§ SOURCE DOCUMENT
• • •
Her school offers its 65 children a wide curriculum, which includes English, Polish history, religion (though that is not compulsory), IT and maths, in addition to Polish language.

“In our community, a lot of children tend to be isolated when they first come over from Poland, because they can’t speak the language. The actual teaching and quality time parents can spend is limited. There is a danger they lose their sense of national identity and who they are. Through the school, they learn some of their traditions,” said Mrs Wierzbowicz- Fraser.

The children are taught in 40-minute periods over four hours each Saturday, and there is “no messing about”, she added. The school follows the Polish curriculum as closely as possible.

Based in a primary school which backs onto a Catholic church, the school has become a hub of the community. For many of the children, attendance has become a source of pride.

Like the majority of Saturday schools, it is funded exclusively by parents, who pay pound;15 per month per child. Keeping the fee low is crucial, says Mrs Wierzbowicz-Fraser, as many of the Polish families in the community have very low incomes.
• • •
§ DATA EXTRACT
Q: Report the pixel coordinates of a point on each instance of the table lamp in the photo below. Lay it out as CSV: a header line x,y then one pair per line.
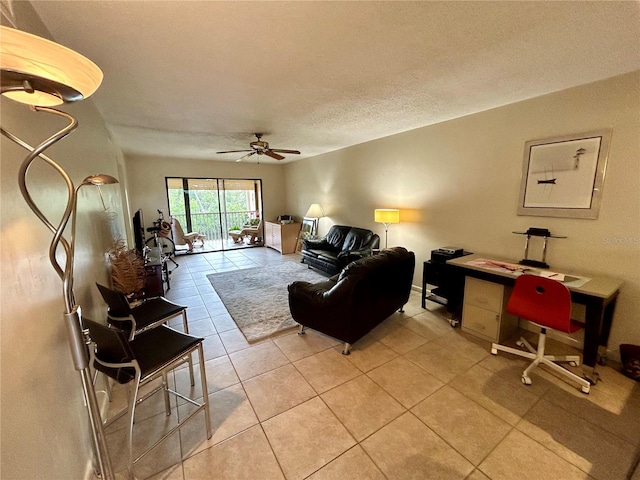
x,y
315,211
• • •
§ STATED PROBLEM 1
According to the text about the Polish Saturday school, how long is each teaching period?
§ STATED PROBLEM 2
Copy the passage about the Polish Saturday school between "Based in a primary" and "source of pride.", inclusive.
§ STATED PROBLEM 3
Proceed with the text about the Polish Saturday school, starting after its final sentence.

§ WRITTEN REPLY 1
Each period lasts 40 minutes.

§ WRITTEN REPLY 2
Based in a primary school which backs onto a Catholic church, the school has become a hub of the community. For many of the children, attendance has become a source of pride.

§ WRITTEN REPLY 3
Only a few schools receive financial support from their national consulates; most are limited to the funds they raise from parental contributions. Antonia Secchi, whose children attend a Spanish school in Edinburgh - a small Saturday school which teaches about 20 children in the premises of James Gillespie’s High - said the Scottish Government should support Saturday language schools as part of its commitment to language provision.

“We need it - our children don’t have enough opportunity to practise Spanish. As they get older, their peers and school life become more important. It is the only opportunity for my children to speak Spanish. If we had funding, we could do a lot more,” she added.

“I should like to approach the Scottish Government about this. It is about keeping children bilingual. Multilingualism is going to support society as a whole.”

German consul-general Wolfgang Mossinger said he was unsure about the merits of Government support for the parent initiatives, but stressed that consulates should lend their ideological support in every way they could. His own puts interested families in touch with Alleman Fun, and last year donated books so the school could extend its resources library.

The Scottish Government should support bilingual children in Scotland by putting in place a system which allows them to sit Standard grades, Highers and Advanced Highers in their own language, he said.

At the moment, it is down to parental initiative and goodwill on the part of individual schools and teachers to let bilingual children sit exams where there is no provision within the school, or where children already fluent in a language do not take classes in it.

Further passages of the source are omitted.